**Set problem:**
Rewrite the data below with every occurrence of "outline" swapped for "contour", leaving everything else unchanged.

**Records shown:**
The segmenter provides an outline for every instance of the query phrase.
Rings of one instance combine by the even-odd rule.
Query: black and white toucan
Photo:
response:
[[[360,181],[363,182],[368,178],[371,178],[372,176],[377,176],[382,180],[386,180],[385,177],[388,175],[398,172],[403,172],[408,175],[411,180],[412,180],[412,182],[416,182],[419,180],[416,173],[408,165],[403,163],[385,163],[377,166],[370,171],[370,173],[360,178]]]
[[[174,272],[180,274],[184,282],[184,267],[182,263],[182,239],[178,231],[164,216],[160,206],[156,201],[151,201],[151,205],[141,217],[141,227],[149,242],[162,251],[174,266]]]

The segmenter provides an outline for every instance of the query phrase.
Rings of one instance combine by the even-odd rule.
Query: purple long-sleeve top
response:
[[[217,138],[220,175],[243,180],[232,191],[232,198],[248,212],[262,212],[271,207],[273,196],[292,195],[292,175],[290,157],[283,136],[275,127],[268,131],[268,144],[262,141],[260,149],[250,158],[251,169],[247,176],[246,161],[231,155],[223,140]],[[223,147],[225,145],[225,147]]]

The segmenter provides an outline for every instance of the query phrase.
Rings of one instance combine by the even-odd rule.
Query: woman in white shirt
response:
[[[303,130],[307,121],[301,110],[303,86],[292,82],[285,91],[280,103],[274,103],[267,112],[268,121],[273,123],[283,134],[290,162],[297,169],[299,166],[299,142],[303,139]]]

**Written solution:**
The segmenter provides an contour for every instance of the query phrase.
Rings of one instance combine by the even-odd rule.
Query: black and white toucan
Photo:
response:
[[[360,181],[363,182],[368,178],[371,178],[372,176],[377,176],[382,180],[386,180],[385,177],[388,175],[398,172],[403,172],[408,175],[411,180],[412,180],[412,182],[416,182],[419,180],[416,173],[408,165],[403,163],[385,163],[377,166],[370,171],[370,173],[360,178]]]
[[[174,272],[180,274],[184,282],[184,267],[182,263],[182,239],[178,231],[164,216],[160,206],[156,201],[151,201],[151,205],[141,217],[141,227],[149,242],[162,251],[174,266]]]

The segmenter provides an contour for every instance of the query phrase.
Rings of one instance combine by the even-odd rule.
Query: purple long-sleeve top
response:
[[[217,138],[220,175],[243,180],[232,191],[232,198],[248,212],[262,212],[271,207],[273,196],[292,195],[292,175],[290,157],[283,136],[275,127],[268,131],[268,144],[262,141],[260,149],[250,158],[251,169],[247,176],[246,161],[231,155],[223,140]],[[223,147],[225,145],[225,147]]]

The segmenter provides an contour for every instance of the query phrase.
Rings of one instance combine by the even-odd rule.
Query: woman in white shirt
response:
[[[303,130],[307,121],[301,110],[303,86],[292,82],[285,91],[280,103],[274,103],[267,112],[268,121],[273,123],[283,134],[290,162],[297,169],[299,166],[299,142],[303,139]]]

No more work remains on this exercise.